• Twoje zadanie: Przytocz słowo w słowo część tekstu o rynku wydawniczym, zaczynając od „Obserwując rynek wydawniczy”, a kończąc na „kreśląc swoją scenę?”.

• Fragment strony:
□ □ □

Obserwując rynek wydawniczy z przykrością stwierdzam, iż bestsellerami często okrzykiwane są powieści na miarę Pięćdziesięciu twarzy Greya, w których prym wiedzie wszechobecny, nierzadko brutalnością podszyty seks, zaś w Rachunku nieprawdopodobieństwa próżno szukać sceny czysto erotycznej, chyba że za taką uznamy senne marzenie Pawła Jeża, ujęte jednak tak, że nie budzi niesmaku, ani nie gorszy. Co sądzisz o „literackiej modzie na seks” i czy pamiętasz, o czym myślałaś kreśląc swoją scenę?

□ □ □

• Wykaz danych:
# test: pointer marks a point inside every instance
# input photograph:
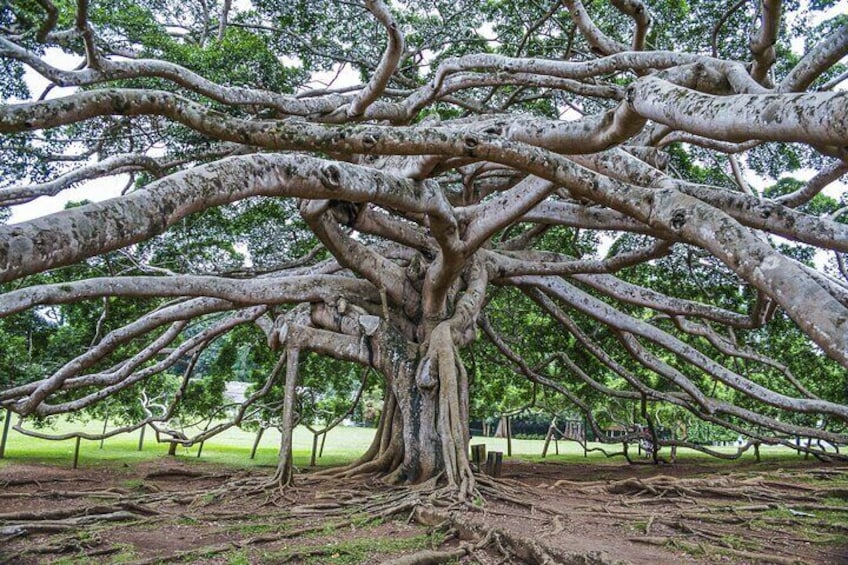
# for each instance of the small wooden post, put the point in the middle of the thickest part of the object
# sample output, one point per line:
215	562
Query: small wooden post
76	453
256	442
103	434
6	423
478	455
548	437
314	450
509	436
494	463
321	449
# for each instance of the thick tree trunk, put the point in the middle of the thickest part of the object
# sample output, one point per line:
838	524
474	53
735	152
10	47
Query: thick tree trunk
423	429
433	405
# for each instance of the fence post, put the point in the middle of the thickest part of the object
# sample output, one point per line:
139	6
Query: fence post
102	435
321	449
256	442
6	423
76	452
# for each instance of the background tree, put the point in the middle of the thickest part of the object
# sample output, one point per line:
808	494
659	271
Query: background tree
488	155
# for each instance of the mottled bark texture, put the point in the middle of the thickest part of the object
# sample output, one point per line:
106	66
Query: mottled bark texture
412	216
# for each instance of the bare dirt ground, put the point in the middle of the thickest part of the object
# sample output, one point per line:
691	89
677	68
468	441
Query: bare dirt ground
181	511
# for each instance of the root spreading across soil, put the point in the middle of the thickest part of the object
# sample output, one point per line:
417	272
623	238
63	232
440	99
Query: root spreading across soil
188	512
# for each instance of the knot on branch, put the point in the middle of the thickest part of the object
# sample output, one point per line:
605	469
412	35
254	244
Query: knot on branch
678	218
331	177
369	324
369	141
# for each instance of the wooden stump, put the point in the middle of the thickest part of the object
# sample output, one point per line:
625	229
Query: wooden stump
494	463
478	456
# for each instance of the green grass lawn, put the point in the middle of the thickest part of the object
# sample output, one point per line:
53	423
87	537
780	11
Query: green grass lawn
232	448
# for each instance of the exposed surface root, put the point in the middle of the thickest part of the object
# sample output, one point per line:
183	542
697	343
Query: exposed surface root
527	550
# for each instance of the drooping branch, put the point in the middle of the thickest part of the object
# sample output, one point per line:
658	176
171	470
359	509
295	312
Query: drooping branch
762	43
388	62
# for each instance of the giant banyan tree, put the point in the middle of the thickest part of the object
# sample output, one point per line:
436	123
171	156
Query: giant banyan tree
655	182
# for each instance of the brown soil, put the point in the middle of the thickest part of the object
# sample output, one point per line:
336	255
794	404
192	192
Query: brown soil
171	510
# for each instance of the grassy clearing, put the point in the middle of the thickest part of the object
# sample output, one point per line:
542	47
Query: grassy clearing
343	444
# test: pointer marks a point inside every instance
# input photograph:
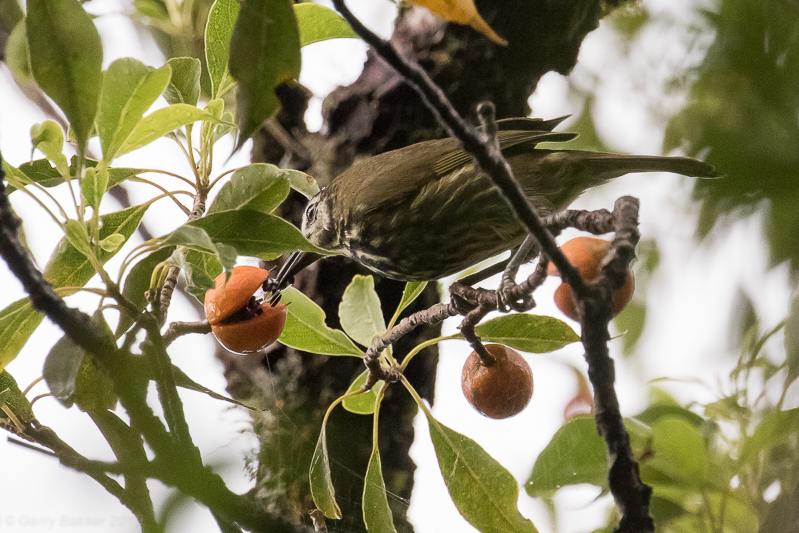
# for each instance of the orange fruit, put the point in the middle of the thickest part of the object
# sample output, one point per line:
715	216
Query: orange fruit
501	390
240	322
587	255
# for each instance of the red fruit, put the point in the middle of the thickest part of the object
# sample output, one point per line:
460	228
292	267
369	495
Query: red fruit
587	255
501	390
240	322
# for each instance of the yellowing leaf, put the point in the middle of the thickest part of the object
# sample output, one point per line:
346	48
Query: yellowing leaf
462	12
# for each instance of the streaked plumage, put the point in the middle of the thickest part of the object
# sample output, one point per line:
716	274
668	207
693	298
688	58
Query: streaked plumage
422	212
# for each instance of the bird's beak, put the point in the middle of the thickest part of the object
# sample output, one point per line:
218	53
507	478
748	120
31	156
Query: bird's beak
296	262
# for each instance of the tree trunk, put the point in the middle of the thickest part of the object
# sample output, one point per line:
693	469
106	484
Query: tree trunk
377	113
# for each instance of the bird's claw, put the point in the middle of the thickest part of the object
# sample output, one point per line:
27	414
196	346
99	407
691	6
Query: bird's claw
506	300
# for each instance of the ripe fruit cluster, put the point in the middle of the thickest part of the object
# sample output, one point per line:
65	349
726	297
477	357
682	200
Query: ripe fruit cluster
501	390
587	255
240	322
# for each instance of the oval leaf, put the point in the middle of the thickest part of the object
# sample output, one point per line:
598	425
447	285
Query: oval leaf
462	12
61	369
66	59
679	451
264	52
136	284
184	86
322	491
129	89
255	234
576	454
17	56
484	492
360	313
11	398
68	267
18	321
218	30
306	329
529	333
259	187
159	123
319	23
302	182
364	403
376	512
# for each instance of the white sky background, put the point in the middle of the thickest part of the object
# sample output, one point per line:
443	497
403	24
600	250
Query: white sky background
690	298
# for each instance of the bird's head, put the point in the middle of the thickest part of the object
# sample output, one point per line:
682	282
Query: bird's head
318	224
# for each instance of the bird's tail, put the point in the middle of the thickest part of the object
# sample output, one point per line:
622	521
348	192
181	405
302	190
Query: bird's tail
609	166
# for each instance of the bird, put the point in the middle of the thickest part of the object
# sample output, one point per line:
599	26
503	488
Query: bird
424	212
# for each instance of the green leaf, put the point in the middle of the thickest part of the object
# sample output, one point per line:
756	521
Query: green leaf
159	123
652	414
137	282
184	381
364	403
78	237
376	512
264	52
73	376
318	23
576	454
302	182
42	172
129	89
94	390
11	398
112	243
529	333
630	322
775	430
17	56
66	58
360	313
184	87
68	267
48	138
255	234
322	491
258	187
152	8
61	369
306	329
93	186
483	491
200	270
17	323
679	451
197	239
792	341
411	292
218	31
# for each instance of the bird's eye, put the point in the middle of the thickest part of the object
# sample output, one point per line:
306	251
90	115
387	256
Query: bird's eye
310	212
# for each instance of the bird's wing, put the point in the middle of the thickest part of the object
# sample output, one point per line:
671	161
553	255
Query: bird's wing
507	140
530	124
388	179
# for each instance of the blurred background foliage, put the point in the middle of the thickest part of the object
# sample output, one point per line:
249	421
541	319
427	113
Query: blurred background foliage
743	115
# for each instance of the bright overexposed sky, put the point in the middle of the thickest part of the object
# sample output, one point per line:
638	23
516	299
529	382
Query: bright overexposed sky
690	298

□ □ □

• Wynik ćwiczenia:
Obserwując rynek wydawniczy z przykrością stwierdzam, iż bestsellerami często okrzykiwane są powieści na miarę Pięćdziesięciu twarzy Greya, w których prym wiedzie wszechobecny, nierzadko brutalnością podszyty seks, zaś w Rachunku nieprawdopodobieństwa próżno szukać sceny czysto erotycznej, chyba że za taką uznamy senne marzenie Pawła Jeża, ujęte jednak tak, że nie budzi niesmaku, ani nie gorszy. Co sądzisz o „literackiej modzie na seks” i czy pamiętasz, o czym myślałaś kreśląc swoją scenę?